- **Your task**: Could you repeat all of the entries word for word, minus any pictures?

Exercise data Block Start

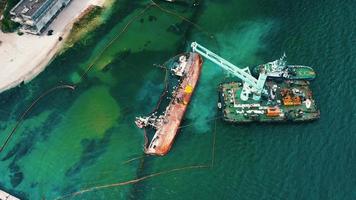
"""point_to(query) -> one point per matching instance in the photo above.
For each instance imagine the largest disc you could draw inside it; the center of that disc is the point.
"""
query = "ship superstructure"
(268, 98)
(279, 70)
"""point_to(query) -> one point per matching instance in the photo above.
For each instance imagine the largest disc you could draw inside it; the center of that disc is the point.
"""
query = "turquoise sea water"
(77, 140)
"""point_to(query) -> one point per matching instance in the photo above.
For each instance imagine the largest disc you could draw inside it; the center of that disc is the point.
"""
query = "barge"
(284, 101)
(186, 68)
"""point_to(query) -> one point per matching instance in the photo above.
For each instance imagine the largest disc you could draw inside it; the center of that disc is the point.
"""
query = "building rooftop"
(28, 7)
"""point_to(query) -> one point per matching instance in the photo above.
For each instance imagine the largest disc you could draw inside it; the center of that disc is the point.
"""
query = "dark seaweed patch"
(93, 148)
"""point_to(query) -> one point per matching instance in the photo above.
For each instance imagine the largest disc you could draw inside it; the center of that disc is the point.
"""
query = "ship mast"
(251, 85)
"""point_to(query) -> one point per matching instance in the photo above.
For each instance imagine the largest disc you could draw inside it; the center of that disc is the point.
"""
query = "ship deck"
(165, 135)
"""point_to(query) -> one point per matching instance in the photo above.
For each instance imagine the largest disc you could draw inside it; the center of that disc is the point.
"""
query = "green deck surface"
(232, 104)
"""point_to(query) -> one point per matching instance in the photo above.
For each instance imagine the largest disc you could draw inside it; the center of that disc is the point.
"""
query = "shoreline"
(24, 57)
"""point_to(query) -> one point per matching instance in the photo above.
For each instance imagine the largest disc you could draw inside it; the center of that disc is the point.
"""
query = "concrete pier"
(6, 196)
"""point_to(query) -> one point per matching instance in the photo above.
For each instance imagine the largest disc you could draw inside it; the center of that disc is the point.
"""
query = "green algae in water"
(252, 162)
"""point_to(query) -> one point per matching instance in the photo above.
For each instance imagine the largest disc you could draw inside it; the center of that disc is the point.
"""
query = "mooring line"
(29, 108)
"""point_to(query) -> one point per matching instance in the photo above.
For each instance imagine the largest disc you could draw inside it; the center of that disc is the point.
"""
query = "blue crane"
(251, 85)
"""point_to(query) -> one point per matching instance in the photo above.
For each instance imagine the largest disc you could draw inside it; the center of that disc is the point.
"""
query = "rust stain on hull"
(166, 133)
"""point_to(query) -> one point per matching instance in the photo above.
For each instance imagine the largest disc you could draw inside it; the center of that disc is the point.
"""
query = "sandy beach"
(23, 57)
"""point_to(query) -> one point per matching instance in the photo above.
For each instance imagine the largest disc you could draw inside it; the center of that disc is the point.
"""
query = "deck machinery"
(274, 100)
(251, 85)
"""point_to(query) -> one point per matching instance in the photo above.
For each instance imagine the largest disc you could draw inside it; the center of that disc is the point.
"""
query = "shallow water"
(73, 140)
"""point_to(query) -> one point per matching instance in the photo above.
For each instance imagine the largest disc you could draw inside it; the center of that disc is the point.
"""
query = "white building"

Exercise data Block End

- **Exercise result**:
"""point_to(query) -> one point per matching instance in the photo above.
For each instance imagine the largest disc you could draw inside it; the center of that disc is the point.
"""
query = "ship superstructure"
(268, 98)
(279, 70)
"""point_to(query) -> one point per matching instance in the photo above.
For each instance imagine the largest disc you could draw inside it; the center of that disc is the point.
"""
query = "turquoise sea water"
(77, 140)
"""point_to(query) -> one point per matching instance in the photo above.
For each instance imagine the largest disc you could draw inside it; the center of that disc is the point.
"""
query = "barge"
(284, 101)
(186, 68)
"""point_to(query) -> one point per matching instance in the photo above.
For each instance imagine the largest disc you could draw inside it; the center of that disc is the point.
"""
query = "building rooftop"
(28, 7)
"""point_to(query) -> one point per matching instance in the photo above.
For each instance imagine the largest disc you could draw inside it; the center of that disc is the point.
"""
query = "dark seaweed patch"
(93, 148)
"""point_to(query) -> one point per matching instance in the photo above.
For each instance imagine the largest disc you could draw inside it; the center of that disc is the point.
"""
query = "ship mast"
(251, 85)
"""point_to(query) -> one point per matching instance in the photo above.
For each instance imagine the largest disc you could draw inside it; the center of that disc is the point.
"""
query = "ship deck"
(165, 135)
"""point_to(query) -> one point per matching instance in the photo above.
For each instance imagine the largest disc you could draw inside it; the center of that disc is the point.
"""
query = "green deck surface"
(232, 104)
"""point_to(query) -> one point per matching instance in the photo above.
For each instance imagine the largest disc you could draw inside it; the center of that disc is the point.
"""
query = "shoreline"
(24, 57)
"""point_to(query) -> one point per matching instance in the photo above.
For each instance imagine the largest disc you could draw inside it; the center of that disc is the point.
"""
query = "concrete pier"
(6, 196)
"""point_to(query) -> one point per matching instance in the photo above.
For each instance imagine the largest disc you could draw inside it; the center of that disc is the point.
"""
query = "green algae in water"
(252, 162)
"""point_to(query) -> one point per matching instance in the photo above.
For each instance imagine the largest disc you could draw inside it; the center of that disc is the point.
"""
query = "mooring line"
(29, 108)
"""point_to(query) -> one point per matching instance in the photo above.
For each instance imagine the largest disc you could draw inside it; the center of that disc is the point.
"""
query = "blue crane"
(251, 85)
"""point_to(query) -> one point per matching instance in the photo above.
For each instance imagine the largest disc you could draw inside it; the center of that disc is the point.
"""
query = "rust stain on hull"
(166, 133)
"""point_to(query) -> one point per matching instance in the photo above.
For each instance imagine the largest disc you could draw inside it; the center of that disc is the point.
"""
query = "sandy beach"
(23, 57)
"""point_to(query) -> one point per matching instance in the photo above.
For each instance imagine the largest disc you could draw inside it; the center of that disc is the point.
"""
query = "deck machinery"
(274, 100)
(251, 85)
"""point_to(query) -> one point per matching instance in the photo above.
For each instance imagine the largest disc you could draw inside it; the center of that disc is the point.
"""
query = "shallow water"
(73, 140)
"""point_to(query) -> one point per matching instance in the photo above.
For each instance imagine the largest disc you could draw inside it; the center of that disc is the point.
"""
query = "white building"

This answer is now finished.